Task
Locate each line in the data below that contains the string "water" and copy it. Case counts, so a line matches only if it has that exact capitalization.

+ + + +

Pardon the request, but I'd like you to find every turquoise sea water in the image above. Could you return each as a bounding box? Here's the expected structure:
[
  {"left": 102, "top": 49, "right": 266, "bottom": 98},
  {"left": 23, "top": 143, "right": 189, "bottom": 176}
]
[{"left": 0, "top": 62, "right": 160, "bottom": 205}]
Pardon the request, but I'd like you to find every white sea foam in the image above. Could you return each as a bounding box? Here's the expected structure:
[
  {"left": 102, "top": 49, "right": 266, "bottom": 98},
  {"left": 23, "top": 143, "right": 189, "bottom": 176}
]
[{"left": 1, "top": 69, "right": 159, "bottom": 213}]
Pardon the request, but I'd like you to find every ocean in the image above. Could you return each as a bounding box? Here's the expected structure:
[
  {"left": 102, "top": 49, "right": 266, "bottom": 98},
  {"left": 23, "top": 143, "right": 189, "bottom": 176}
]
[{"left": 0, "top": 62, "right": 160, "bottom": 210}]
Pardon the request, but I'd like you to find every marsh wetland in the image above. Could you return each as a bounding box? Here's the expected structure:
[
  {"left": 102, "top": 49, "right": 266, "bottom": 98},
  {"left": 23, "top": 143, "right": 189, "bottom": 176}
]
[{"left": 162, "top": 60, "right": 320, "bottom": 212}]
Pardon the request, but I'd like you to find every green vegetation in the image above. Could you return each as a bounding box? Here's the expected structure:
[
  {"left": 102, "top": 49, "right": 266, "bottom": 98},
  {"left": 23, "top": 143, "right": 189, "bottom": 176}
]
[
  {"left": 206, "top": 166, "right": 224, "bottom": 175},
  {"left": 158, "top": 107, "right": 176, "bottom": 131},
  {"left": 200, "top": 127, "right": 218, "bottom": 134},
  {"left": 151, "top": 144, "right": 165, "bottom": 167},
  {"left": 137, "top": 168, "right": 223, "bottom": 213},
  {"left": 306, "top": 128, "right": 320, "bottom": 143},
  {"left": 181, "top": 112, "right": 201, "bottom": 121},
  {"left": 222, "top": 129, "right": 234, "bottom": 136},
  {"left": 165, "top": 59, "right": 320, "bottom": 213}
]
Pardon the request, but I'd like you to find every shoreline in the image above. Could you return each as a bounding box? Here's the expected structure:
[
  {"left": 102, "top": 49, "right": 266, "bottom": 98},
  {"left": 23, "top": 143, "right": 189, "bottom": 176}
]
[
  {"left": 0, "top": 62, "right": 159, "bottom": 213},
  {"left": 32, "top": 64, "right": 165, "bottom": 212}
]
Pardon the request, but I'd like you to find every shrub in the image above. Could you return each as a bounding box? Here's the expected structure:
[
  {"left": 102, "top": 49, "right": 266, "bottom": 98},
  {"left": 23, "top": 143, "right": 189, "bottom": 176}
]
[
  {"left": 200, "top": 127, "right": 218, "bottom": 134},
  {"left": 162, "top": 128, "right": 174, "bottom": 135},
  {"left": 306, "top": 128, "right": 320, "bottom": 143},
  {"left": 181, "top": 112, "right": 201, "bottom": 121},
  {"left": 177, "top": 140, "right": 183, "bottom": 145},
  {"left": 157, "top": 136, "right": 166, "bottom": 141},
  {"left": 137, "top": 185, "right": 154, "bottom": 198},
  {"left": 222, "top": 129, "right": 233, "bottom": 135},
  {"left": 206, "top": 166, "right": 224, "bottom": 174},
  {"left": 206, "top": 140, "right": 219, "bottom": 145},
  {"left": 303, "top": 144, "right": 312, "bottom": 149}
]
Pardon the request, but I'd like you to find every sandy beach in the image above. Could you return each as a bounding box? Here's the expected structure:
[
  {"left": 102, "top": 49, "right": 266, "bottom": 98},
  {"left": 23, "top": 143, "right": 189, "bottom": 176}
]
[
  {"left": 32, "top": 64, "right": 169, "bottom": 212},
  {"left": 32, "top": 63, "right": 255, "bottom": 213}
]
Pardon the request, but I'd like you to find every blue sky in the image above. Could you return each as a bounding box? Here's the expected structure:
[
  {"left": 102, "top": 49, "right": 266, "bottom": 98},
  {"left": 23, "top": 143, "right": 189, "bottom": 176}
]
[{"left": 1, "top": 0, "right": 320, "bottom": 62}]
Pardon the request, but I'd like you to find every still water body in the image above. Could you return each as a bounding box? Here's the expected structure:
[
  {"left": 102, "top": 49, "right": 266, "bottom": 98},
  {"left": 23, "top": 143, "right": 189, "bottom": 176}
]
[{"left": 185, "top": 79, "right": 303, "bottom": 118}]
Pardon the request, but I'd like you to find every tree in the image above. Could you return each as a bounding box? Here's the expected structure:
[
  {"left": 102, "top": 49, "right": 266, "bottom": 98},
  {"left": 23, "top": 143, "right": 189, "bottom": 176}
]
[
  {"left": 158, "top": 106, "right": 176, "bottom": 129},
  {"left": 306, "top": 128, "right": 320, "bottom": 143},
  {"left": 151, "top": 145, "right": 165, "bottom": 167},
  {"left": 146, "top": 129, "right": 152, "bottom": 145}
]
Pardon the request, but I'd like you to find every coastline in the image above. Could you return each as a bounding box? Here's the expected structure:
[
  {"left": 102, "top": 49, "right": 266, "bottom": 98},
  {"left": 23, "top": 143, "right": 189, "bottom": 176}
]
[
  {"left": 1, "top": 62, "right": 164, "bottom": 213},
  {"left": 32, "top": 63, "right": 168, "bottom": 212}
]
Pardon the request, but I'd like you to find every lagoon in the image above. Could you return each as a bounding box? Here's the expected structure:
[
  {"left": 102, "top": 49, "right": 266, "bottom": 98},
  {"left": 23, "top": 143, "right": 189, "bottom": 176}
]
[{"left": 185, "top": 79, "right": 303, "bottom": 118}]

+ + + +

Problem solution
Pardon the request, but I'd like you to find every turquoise sea water in the image above. Could you return each as a bounding box? Here's the expected structure:
Pardon the request, but I'd like you to find every still water body in the image above. Could you return each as a bounding box? Here's the expected structure:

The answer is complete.